### Tasks to perform
1. Return the portion of the passage about Watt and the Soho Foundry that falls between "Like others in" and "for medical purposes.", inclusive, copied without alteration.
2. In the passage about Watt and the Soho Foundry, who was eventually found to be a more satisfactory representative in the industrial north?

Instead of leaving, Watt became a partner in the Soho Foundry firm of Boulton & Watt. Over time, he shared responsibility with Matthew Robinson Boulton for its management. Watt took on the daily operations and organisation of the Foundry, with Boulton being more concerned with planning. One problem was breaking into the steam engine market of the industrial north: Peter Ewart and Isaac Perrins had been tried as representatives, before the more satisfactory James Lawson was found. The younger generation of Watt and Boulton by the later 1790s had become serious adversaries of those firms who had reacted by infringing the company's patents in the north of England.

Like others in his firm and family, Watt gave enthusiastic support to the Pneumatic Institution of Beddoes. He circulated German contacts, Lorenz von Crell. and Friedrich Albrecht Carl Gren, about it. Some years later, Boulton & Watt were able to sell gases to an industrial market, rather than for medical purposes.

### Supplied records
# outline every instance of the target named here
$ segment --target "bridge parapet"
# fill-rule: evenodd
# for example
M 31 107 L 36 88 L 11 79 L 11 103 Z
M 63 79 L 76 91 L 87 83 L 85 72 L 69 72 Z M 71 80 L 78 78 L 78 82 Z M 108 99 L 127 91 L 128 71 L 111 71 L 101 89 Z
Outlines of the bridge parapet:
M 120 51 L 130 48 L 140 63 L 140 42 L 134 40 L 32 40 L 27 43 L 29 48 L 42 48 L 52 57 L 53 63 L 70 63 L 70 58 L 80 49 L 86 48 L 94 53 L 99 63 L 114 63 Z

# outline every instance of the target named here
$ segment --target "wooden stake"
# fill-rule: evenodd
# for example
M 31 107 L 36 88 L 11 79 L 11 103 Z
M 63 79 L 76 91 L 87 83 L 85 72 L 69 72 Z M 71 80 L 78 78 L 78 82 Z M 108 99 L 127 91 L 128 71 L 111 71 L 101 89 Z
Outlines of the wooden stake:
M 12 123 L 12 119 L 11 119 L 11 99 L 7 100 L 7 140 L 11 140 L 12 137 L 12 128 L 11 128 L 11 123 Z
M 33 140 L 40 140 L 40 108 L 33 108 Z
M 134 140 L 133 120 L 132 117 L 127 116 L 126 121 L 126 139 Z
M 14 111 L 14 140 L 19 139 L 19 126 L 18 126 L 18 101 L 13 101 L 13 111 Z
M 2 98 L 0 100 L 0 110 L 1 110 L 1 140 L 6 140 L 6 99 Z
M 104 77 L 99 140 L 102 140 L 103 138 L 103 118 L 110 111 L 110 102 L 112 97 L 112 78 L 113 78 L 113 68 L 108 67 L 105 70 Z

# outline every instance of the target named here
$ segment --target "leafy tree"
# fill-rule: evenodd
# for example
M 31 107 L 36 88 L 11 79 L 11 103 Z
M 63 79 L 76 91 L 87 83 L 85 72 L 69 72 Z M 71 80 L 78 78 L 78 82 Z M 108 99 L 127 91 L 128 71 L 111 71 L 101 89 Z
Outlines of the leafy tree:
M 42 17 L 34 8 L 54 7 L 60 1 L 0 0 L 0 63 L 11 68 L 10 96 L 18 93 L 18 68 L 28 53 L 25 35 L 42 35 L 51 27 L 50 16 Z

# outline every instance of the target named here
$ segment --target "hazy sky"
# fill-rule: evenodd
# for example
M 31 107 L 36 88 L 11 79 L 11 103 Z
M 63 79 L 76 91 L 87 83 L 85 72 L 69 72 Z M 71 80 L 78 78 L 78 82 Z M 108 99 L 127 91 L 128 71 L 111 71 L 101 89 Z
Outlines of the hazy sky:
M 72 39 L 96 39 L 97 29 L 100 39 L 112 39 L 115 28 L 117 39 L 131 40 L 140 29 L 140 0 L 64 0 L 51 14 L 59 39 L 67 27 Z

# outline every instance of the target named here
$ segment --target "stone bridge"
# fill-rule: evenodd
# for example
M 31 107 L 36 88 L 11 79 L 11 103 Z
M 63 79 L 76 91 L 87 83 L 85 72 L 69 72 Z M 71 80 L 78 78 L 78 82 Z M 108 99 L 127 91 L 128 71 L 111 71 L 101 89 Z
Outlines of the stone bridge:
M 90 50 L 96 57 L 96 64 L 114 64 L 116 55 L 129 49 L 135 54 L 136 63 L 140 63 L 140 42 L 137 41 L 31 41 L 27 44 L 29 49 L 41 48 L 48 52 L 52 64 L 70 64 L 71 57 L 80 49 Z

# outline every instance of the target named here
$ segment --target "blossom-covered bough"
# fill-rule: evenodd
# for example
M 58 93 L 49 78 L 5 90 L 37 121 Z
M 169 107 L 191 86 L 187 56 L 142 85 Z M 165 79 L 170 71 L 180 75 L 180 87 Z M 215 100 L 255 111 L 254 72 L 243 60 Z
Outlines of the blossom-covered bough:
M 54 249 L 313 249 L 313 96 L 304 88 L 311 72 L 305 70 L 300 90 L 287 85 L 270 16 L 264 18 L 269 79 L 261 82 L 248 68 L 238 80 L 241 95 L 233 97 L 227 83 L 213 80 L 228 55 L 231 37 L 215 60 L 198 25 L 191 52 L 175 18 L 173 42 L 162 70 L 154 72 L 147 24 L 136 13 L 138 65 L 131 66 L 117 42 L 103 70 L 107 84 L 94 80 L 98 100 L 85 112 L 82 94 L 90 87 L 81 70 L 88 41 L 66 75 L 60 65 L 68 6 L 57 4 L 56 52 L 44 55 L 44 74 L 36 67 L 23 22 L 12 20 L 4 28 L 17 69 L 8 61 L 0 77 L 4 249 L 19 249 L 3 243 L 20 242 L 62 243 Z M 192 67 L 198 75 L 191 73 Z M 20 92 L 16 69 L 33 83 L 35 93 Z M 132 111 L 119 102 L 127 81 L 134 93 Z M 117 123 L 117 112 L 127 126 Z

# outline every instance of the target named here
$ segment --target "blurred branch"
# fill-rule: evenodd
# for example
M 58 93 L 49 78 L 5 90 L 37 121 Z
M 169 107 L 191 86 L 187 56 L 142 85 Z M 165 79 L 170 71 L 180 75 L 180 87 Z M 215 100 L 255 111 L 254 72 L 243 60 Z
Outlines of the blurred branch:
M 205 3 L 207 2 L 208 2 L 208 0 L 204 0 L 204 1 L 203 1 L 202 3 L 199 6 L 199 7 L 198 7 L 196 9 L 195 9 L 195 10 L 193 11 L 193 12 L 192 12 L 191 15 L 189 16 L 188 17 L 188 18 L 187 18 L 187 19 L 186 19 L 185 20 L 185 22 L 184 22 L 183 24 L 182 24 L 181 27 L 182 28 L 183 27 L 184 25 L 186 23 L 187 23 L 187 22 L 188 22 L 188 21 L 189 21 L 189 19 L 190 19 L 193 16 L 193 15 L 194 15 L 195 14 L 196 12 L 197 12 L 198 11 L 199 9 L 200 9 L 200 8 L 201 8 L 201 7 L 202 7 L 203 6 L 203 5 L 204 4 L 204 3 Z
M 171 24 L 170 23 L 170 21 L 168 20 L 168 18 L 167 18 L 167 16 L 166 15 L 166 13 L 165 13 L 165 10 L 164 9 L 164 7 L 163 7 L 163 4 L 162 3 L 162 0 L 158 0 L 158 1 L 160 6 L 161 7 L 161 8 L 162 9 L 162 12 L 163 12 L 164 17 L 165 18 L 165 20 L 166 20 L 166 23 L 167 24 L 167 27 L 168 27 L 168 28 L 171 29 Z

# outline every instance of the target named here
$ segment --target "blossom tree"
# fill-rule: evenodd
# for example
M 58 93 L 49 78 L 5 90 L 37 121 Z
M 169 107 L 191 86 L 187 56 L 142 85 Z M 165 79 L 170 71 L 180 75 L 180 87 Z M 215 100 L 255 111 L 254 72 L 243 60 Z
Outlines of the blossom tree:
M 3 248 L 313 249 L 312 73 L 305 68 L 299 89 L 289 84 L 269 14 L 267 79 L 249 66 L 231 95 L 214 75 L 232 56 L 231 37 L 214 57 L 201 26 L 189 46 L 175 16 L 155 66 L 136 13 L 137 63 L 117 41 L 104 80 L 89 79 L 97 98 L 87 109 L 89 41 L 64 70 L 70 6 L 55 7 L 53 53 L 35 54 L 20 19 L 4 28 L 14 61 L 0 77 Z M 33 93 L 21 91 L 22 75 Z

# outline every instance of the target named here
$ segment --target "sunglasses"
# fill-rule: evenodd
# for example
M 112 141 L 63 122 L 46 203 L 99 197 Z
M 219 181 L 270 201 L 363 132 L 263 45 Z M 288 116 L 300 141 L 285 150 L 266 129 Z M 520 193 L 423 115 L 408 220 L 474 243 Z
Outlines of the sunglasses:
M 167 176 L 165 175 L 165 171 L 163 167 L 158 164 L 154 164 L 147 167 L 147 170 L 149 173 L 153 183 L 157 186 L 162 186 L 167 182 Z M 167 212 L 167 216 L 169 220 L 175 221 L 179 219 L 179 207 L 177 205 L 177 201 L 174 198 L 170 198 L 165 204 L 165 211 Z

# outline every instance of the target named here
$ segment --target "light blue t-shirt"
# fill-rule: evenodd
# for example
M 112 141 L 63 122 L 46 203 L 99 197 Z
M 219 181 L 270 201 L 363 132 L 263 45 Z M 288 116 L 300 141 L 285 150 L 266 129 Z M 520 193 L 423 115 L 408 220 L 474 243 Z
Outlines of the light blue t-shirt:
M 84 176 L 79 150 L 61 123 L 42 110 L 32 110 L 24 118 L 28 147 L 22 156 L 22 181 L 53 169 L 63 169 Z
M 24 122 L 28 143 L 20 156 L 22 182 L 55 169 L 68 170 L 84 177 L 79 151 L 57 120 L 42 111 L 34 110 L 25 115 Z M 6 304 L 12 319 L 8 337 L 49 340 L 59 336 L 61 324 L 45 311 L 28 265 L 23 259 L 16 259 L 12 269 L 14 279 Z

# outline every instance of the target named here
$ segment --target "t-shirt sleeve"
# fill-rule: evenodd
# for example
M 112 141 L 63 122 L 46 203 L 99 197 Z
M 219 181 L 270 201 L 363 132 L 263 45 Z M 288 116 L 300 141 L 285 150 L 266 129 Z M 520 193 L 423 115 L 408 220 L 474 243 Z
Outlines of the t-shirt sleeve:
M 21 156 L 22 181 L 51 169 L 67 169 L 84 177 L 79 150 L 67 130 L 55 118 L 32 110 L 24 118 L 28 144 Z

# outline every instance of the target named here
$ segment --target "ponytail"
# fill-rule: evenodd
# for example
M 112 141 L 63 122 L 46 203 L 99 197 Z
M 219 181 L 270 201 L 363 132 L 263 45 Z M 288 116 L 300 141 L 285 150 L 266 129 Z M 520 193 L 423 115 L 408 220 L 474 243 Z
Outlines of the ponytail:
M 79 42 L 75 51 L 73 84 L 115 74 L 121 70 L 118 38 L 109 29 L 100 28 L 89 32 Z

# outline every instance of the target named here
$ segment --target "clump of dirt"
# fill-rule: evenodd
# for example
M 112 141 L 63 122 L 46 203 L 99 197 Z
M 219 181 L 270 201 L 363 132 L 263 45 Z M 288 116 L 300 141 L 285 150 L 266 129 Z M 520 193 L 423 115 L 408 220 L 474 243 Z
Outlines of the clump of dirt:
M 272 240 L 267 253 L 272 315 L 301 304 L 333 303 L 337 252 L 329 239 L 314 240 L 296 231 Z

### Solutions to the tasks
1.
Like others in his firm and family, Watt gave enthusiastic support to the Pneumatic Institution of Beddoes. He circulated German contacts, Lorenz von Crell. and Friedrich Albrecht Carl Gren, about it. Some years later, Boulton & Watt were able to sell gases to an industrial market, rather than for medical purposes.

2. James Lawson.